(Input for this task)

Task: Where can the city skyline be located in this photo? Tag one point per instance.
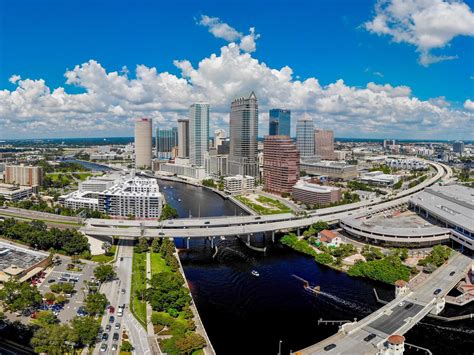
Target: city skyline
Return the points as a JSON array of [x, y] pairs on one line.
[[401, 82]]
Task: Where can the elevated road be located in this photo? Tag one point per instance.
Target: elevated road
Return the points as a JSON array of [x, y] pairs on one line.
[[369, 335], [247, 225]]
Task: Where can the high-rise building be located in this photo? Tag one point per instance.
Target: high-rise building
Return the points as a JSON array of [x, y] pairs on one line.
[[198, 133], [458, 147], [219, 136], [24, 175], [183, 138], [166, 140], [305, 137], [324, 144], [243, 157], [143, 143], [279, 122], [281, 164]]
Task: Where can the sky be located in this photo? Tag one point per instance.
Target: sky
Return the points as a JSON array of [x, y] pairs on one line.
[[366, 69]]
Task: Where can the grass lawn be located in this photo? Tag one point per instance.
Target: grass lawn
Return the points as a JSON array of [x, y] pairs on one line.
[[158, 264], [138, 284], [275, 205], [103, 258]]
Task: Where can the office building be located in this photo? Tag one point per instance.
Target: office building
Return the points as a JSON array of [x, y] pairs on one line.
[[243, 157], [279, 122], [312, 194], [23, 175], [166, 140], [333, 170], [219, 136], [238, 184], [183, 138], [305, 137], [458, 147], [281, 164], [324, 144], [449, 206], [198, 133], [143, 143]]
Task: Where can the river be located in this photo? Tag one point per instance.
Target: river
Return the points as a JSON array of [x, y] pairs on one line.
[[244, 314]]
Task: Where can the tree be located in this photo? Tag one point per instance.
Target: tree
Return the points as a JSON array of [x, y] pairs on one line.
[[104, 272], [85, 329], [95, 303], [46, 318], [17, 296]]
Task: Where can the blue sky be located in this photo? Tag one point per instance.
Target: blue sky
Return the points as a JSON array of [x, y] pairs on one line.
[[326, 40]]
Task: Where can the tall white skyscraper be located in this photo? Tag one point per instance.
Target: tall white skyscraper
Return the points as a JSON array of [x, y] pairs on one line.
[[198, 133], [305, 137], [243, 157], [219, 135], [143, 143], [183, 138]]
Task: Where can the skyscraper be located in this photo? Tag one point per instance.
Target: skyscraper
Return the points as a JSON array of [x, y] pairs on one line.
[[281, 164], [143, 143], [279, 122], [198, 133], [166, 140], [219, 135], [324, 144], [305, 137], [183, 138], [243, 157]]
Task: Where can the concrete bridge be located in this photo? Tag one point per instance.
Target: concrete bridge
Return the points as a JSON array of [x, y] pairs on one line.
[[248, 225], [411, 304]]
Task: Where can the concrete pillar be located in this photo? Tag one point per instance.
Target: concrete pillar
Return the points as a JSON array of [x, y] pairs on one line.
[[439, 304]]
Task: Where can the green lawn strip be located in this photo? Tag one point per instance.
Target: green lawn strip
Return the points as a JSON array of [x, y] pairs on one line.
[[104, 258], [138, 284], [158, 264]]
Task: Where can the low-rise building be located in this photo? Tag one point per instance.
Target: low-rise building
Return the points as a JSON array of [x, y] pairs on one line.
[[335, 170], [379, 178], [238, 184], [312, 194], [15, 192], [329, 238]]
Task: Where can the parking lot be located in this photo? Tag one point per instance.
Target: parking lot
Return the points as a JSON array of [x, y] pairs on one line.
[[77, 298]]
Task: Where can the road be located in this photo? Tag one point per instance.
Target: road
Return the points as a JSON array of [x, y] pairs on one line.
[[113, 290], [398, 316]]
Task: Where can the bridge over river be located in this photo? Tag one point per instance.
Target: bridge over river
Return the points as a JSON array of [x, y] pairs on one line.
[[412, 303]]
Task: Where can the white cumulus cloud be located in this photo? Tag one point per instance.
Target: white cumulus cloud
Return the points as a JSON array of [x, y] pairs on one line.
[[426, 24]]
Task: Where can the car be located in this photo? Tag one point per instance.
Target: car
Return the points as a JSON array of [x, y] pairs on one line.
[[369, 337], [103, 348], [329, 347]]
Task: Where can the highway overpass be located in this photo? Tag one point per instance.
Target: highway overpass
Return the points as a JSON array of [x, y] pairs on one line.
[[369, 335]]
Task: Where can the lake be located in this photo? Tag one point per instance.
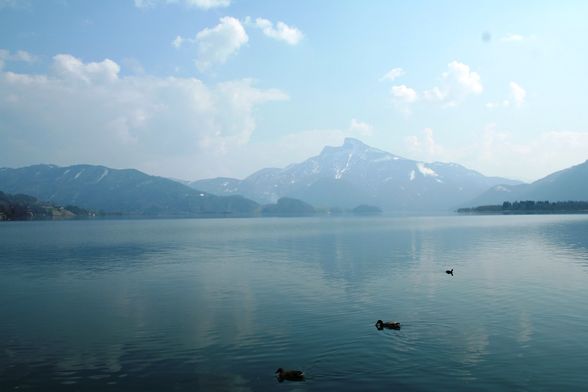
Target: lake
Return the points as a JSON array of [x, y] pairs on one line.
[[220, 304]]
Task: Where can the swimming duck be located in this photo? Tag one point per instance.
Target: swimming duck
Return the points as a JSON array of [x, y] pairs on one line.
[[290, 375], [388, 325]]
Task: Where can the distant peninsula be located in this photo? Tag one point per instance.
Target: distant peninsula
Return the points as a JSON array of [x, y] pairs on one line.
[[530, 207], [24, 207]]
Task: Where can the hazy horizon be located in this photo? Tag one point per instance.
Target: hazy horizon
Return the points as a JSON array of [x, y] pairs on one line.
[[195, 89]]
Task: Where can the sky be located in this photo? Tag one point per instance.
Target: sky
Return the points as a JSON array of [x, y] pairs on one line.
[[194, 89]]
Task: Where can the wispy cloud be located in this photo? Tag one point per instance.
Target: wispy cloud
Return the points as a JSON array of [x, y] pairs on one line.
[[18, 56], [202, 4], [89, 112], [458, 82], [516, 38], [393, 74], [517, 96], [279, 31], [404, 93], [216, 44]]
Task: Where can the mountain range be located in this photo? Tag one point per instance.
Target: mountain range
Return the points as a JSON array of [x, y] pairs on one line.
[[340, 177], [126, 191], [563, 185], [355, 173]]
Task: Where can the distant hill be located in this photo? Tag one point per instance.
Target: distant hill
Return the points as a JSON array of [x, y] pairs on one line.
[[355, 173], [126, 191], [288, 207], [14, 207], [364, 209], [564, 185]]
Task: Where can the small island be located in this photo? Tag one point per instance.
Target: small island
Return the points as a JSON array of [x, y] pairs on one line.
[[365, 209], [530, 207]]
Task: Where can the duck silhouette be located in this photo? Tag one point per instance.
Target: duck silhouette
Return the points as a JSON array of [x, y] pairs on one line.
[[380, 325], [290, 375]]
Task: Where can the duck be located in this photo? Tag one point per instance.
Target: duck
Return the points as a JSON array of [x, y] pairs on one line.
[[380, 325], [290, 375]]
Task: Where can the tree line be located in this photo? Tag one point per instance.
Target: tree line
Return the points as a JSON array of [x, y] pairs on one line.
[[529, 207]]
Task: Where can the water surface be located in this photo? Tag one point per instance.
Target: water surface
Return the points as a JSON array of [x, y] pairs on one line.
[[153, 305]]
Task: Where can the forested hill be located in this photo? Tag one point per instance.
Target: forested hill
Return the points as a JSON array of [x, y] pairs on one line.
[[15, 207], [530, 207]]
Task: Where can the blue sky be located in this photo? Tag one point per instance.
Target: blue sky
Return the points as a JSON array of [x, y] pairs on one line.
[[203, 88]]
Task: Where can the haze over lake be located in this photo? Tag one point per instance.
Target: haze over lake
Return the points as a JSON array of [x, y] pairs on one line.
[[221, 304]]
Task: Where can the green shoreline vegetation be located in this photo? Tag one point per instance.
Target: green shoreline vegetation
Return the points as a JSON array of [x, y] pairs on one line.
[[24, 207], [530, 207]]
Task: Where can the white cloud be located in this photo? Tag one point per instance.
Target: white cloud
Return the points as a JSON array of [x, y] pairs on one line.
[[14, 4], [177, 42], [516, 38], [281, 31], [458, 82], [19, 56], [217, 44], [363, 129], [518, 93], [404, 94], [202, 4], [393, 74], [493, 152], [68, 67], [87, 112], [425, 147]]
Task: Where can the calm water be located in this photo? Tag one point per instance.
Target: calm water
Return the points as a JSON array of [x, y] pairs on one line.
[[161, 305]]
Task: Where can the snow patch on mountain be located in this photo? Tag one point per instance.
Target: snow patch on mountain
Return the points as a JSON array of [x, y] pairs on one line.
[[426, 171]]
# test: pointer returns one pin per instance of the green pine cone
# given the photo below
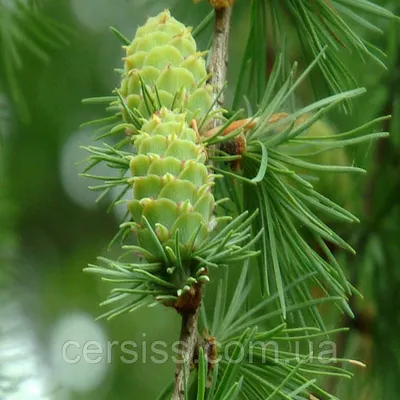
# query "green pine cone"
(171, 185)
(163, 57)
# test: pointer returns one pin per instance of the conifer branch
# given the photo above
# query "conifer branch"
(219, 53)
(187, 344)
(218, 68)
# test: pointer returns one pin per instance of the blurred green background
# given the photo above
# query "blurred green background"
(51, 227)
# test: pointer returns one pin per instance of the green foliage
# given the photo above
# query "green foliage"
(24, 28)
(319, 24)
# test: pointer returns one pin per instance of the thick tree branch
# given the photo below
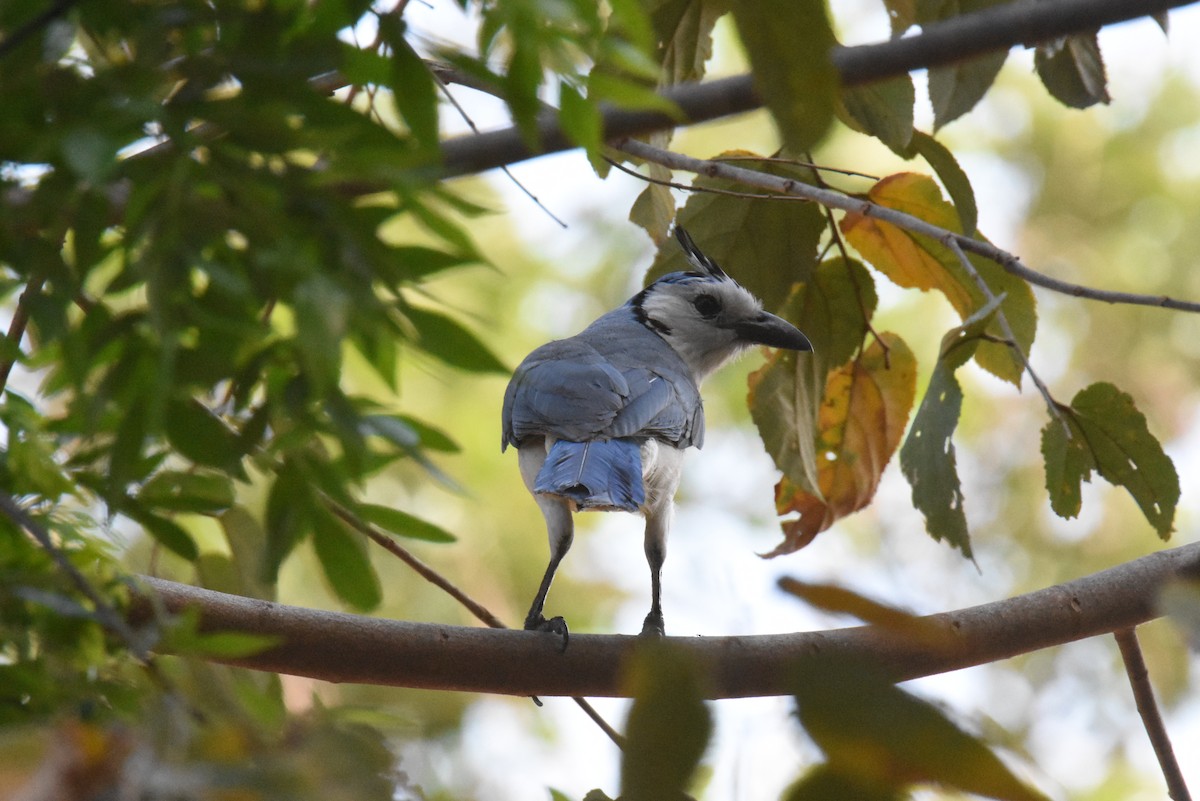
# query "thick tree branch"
(345, 648)
(954, 40)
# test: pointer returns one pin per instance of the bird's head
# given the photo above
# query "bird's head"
(707, 317)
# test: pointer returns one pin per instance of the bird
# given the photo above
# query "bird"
(601, 420)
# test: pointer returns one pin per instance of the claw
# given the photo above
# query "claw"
(556, 625)
(653, 626)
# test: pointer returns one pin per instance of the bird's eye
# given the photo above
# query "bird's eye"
(707, 306)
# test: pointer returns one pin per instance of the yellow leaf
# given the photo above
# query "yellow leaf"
(862, 416)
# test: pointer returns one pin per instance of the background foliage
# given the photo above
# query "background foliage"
(245, 311)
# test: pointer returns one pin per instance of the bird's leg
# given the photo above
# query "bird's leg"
(655, 554)
(562, 535)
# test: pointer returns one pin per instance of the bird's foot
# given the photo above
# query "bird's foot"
(555, 626)
(653, 626)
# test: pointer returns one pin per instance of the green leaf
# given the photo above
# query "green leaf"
(343, 556)
(669, 726)
(955, 89)
(767, 246)
(1072, 70)
(415, 94)
(928, 457)
(288, 518)
(442, 337)
(168, 533)
(917, 262)
(883, 109)
(246, 537)
(175, 491)
(789, 44)
(684, 32)
(203, 437)
(1110, 437)
(885, 739)
(323, 312)
(955, 181)
(825, 782)
(654, 206)
(580, 119)
(834, 307)
(403, 524)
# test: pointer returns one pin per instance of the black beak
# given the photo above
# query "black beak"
(772, 331)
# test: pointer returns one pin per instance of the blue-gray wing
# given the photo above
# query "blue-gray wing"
(570, 391)
(564, 389)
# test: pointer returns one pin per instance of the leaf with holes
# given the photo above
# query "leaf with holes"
(928, 457)
(917, 262)
(1110, 437)
(862, 416)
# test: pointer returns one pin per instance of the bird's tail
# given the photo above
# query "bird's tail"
(598, 475)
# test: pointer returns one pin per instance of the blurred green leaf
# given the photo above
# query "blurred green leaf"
(928, 459)
(1110, 437)
(168, 533)
(916, 262)
(768, 246)
(669, 724)
(953, 178)
(684, 35)
(322, 311)
(885, 739)
(442, 337)
(201, 435)
(343, 556)
(174, 491)
(402, 523)
(883, 109)
(1072, 70)
(789, 44)
(957, 89)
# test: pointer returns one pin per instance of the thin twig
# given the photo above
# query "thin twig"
(1144, 698)
(453, 590)
(471, 122)
(857, 205)
(17, 327)
(708, 190)
(1007, 330)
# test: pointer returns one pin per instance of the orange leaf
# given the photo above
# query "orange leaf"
(862, 416)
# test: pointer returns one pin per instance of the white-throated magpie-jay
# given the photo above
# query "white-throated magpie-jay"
(601, 420)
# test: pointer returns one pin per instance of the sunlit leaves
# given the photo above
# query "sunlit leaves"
(684, 31)
(863, 413)
(669, 724)
(789, 43)
(917, 262)
(1109, 435)
(880, 740)
(1072, 70)
(883, 109)
(928, 457)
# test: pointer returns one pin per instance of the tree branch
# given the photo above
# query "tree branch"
(834, 199)
(1144, 698)
(345, 648)
(954, 40)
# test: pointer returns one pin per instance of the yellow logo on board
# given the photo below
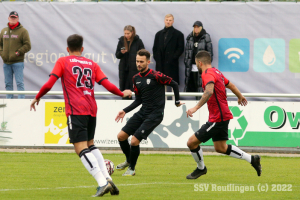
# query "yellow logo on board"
(56, 123)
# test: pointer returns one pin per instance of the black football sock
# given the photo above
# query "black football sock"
(134, 154)
(126, 149)
(236, 152)
(198, 157)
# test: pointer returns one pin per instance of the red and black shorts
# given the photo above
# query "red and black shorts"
(81, 128)
(141, 125)
(216, 130)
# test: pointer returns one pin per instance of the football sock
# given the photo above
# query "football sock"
(91, 164)
(134, 154)
(126, 149)
(235, 152)
(98, 155)
(198, 157)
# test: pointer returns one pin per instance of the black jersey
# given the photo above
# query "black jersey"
(150, 91)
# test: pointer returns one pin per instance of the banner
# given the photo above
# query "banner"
(256, 45)
(263, 124)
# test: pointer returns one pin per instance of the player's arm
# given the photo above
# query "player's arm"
(136, 103)
(174, 85)
(241, 99)
(209, 90)
(46, 88)
(101, 79)
(122, 113)
(166, 80)
(56, 73)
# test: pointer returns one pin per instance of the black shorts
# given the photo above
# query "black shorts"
(216, 130)
(141, 125)
(81, 128)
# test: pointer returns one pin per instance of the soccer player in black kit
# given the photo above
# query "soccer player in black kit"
(150, 92)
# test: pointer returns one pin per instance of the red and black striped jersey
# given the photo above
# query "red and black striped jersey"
(217, 103)
(78, 76)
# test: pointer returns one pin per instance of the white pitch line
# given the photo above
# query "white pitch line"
(136, 184)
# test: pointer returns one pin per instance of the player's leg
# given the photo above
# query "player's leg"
(98, 155)
(95, 151)
(201, 136)
(124, 144)
(129, 129)
(197, 153)
(148, 125)
(77, 127)
(134, 154)
(220, 145)
(235, 152)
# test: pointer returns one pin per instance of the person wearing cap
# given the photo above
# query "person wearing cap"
(196, 41)
(14, 43)
(168, 47)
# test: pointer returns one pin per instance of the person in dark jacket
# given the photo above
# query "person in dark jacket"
(128, 46)
(196, 41)
(168, 47)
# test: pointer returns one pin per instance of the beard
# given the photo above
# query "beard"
(141, 68)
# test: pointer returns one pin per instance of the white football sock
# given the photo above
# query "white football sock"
(198, 157)
(91, 164)
(96, 152)
(235, 152)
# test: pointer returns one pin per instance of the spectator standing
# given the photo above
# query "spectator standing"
(128, 46)
(196, 41)
(168, 47)
(14, 43)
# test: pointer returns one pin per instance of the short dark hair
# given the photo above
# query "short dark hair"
(144, 52)
(75, 42)
(204, 57)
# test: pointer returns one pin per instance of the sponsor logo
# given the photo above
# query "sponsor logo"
(294, 56)
(56, 128)
(269, 55)
(276, 117)
(234, 54)
(87, 93)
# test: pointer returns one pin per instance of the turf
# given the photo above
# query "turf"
(62, 176)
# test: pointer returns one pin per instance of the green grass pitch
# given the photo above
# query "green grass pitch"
(62, 176)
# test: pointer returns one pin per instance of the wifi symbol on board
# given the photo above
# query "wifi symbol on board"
(233, 55)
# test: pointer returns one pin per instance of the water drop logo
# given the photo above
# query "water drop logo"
(294, 56)
(234, 54)
(269, 55)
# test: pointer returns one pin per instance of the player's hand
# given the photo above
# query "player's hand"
(242, 101)
(127, 93)
(120, 116)
(191, 111)
(32, 105)
(179, 104)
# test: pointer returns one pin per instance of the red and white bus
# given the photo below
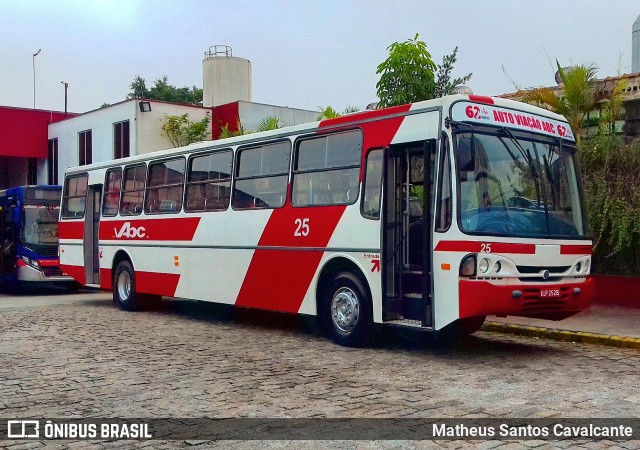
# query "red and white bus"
(431, 215)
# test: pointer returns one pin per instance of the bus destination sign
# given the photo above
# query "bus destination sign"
(494, 115)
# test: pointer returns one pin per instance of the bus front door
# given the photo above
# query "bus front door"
(91, 227)
(407, 233)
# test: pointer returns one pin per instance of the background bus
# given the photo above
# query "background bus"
(29, 236)
(431, 216)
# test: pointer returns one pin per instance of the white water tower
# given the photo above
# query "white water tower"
(635, 47)
(226, 78)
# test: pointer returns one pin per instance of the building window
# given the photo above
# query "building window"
(52, 162)
(261, 176)
(112, 188)
(121, 140)
(135, 178)
(84, 147)
(165, 187)
(32, 171)
(327, 170)
(209, 181)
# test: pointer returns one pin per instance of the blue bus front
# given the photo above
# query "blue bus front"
(30, 235)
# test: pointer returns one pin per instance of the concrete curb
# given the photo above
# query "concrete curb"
(562, 335)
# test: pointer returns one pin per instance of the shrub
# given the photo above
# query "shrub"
(611, 180)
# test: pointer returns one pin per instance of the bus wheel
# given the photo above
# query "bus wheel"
(124, 287)
(471, 324)
(348, 311)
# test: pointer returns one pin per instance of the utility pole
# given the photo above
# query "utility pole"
(34, 76)
(66, 85)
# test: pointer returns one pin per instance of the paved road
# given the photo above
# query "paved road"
(82, 357)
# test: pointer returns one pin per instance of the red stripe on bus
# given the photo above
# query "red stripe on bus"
(76, 272)
(576, 250)
(70, 230)
(489, 247)
(278, 280)
(162, 229)
(263, 285)
(164, 284)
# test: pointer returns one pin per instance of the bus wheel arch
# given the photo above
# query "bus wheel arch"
(344, 305)
(124, 282)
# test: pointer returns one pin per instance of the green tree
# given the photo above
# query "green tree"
(443, 84)
(576, 99)
(181, 131)
(407, 75)
(164, 91)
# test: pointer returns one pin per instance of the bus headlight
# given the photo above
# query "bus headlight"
(30, 262)
(468, 266)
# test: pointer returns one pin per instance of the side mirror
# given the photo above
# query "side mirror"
(466, 154)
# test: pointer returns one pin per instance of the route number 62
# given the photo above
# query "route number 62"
(302, 227)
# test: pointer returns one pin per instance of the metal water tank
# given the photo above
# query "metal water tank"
(635, 46)
(226, 78)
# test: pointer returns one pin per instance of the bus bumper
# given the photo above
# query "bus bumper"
(49, 273)
(553, 301)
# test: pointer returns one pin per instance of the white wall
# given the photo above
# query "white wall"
(145, 132)
(100, 122)
(251, 114)
(149, 137)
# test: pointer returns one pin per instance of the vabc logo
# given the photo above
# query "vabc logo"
(127, 231)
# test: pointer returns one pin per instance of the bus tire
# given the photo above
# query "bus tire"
(124, 287)
(348, 312)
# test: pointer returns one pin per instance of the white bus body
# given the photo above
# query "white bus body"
(328, 219)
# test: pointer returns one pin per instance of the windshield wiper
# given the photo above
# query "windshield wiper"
(527, 157)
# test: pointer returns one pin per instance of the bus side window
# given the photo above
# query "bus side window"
(209, 181)
(327, 169)
(444, 202)
(372, 184)
(133, 190)
(261, 176)
(74, 196)
(112, 188)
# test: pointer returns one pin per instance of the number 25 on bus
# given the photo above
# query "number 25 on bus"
(431, 215)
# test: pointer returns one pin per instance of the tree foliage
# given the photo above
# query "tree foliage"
(163, 91)
(444, 85)
(575, 100)
(181, 131)
(611, 173)
(407, 75)
(579, 96)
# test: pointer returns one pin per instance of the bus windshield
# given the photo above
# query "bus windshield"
(521, 186)
(40, 225)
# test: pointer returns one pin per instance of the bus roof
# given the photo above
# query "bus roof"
(353, 119)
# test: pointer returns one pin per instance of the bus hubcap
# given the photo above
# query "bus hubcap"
(345, 309)
(124, 286)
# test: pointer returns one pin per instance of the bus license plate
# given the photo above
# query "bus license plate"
(549, 293)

(End Input for this task)

[Required work] Filter the entries by the string "forested" and copy each matching line.

[Reply]
Task: Where can the forested hill be located in this photo? Tag one point per instance.
Target: forested hill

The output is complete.